Brontekst:
=-=-=
Distributie; ademhaling (kleppen)

Viertakt

U weet dat we viertakt motoren in onze Mini’s hebben. De krukas draait rond en op elke ‘kruk’ zit een drijfstang, met het drijfstangoog ‘big end’ op de krukaskruk gelagerd. Het andere ‘end’ van de drijfstang zit gelagerd in het hart van de zuiger die –omhoog- in de betreffende cilinder steekt. De eerste ‘takt’ begint met de zuiger in het bovenste dode punt, met de inlaatklep open. De zuiger wordt door het draaien van de krukas naar beneden bewogen, naar het onderste dode punt. Daar komt de zuiger in zijn neergaande beweging tot stilstand doordat het big end drijfstangoog op de krukaskruk nu in het onderste stuk van de cirkel gekomen is die de krukaskruk in zijn rondgaande beweging beschrijft. Door de neergaande beweging van de zuiger wordt de cilinder gevuld met inlaatlucht, gemengd met benzine. Eenmaal dit onderste dode punt voorbij, begint de zuiger weer aan zijn weg naar het bovenste dode punt. De inlaatklep gaat dicht. Dit is het tweede ‘takt’ uit de cyclus, waarbij het aangezogen mengsel samengedrukt wordt. De compressieslag. Eenmaal in het bovenste dode punt gekomen, keert de zuigerbeweging weer om, doordat de krukaskruk daar het bovenste deel van de cirkel beschrijft. De ‘ontsteking’ heeft een vonk geleverd en het mengsel ontbrandt en door de uitzetting van het gas wordt de zuiger met kracht naar beneden gedreven. Het derde ‘takt’ is dus de werkslag of arbeidsslag, waarin de motor energie levert voor de voortbeweging. Het vliegwiel krijgt een zetje. Weer beneden gekomen komt de zuiger tot stilstand en begint aan zijn weg omhoog, de uitlaatklep is open gegaan en het verbrande mengsel wordt uitgedreven. Dat is het vierde ‘takt’ van de cyclus.
=-=-=
Gegevens:
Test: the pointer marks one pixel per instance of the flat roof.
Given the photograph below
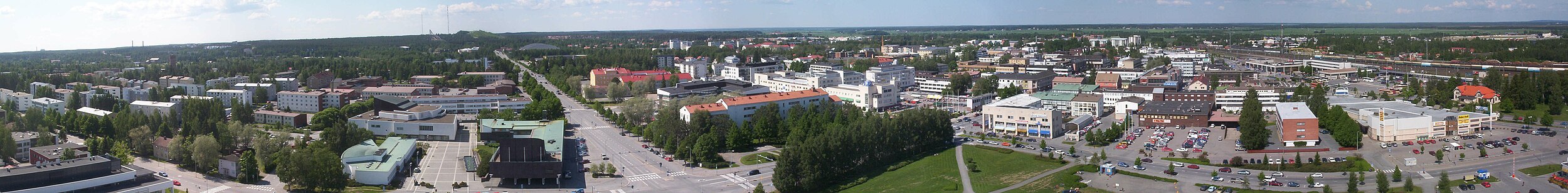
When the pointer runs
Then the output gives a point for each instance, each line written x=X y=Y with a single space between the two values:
x=1177 y=107
x=1294 y=110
=-=-=
Opgaven:
1: Welke woorden en woordgroepen staan in de brontekst over de viertaktmotor tussen enkele aanhalingstekens? Noem elk één keer.
2: Schrijf de volledige lijst onder het kopje Gegevens letterlijk over. Laat de afbeelding weg.

Uitwerkingen:
1: kruk, big end, end, takt, ontsteking

2:
Test: the pointer marks one pixel per instance of the flat roof.
Given the photograph below
When the pointer runs
Then the output gives a point for each instance, each line written x=X y=Y with a single space between the two values:
x=1177 y=107
x=1294 y=110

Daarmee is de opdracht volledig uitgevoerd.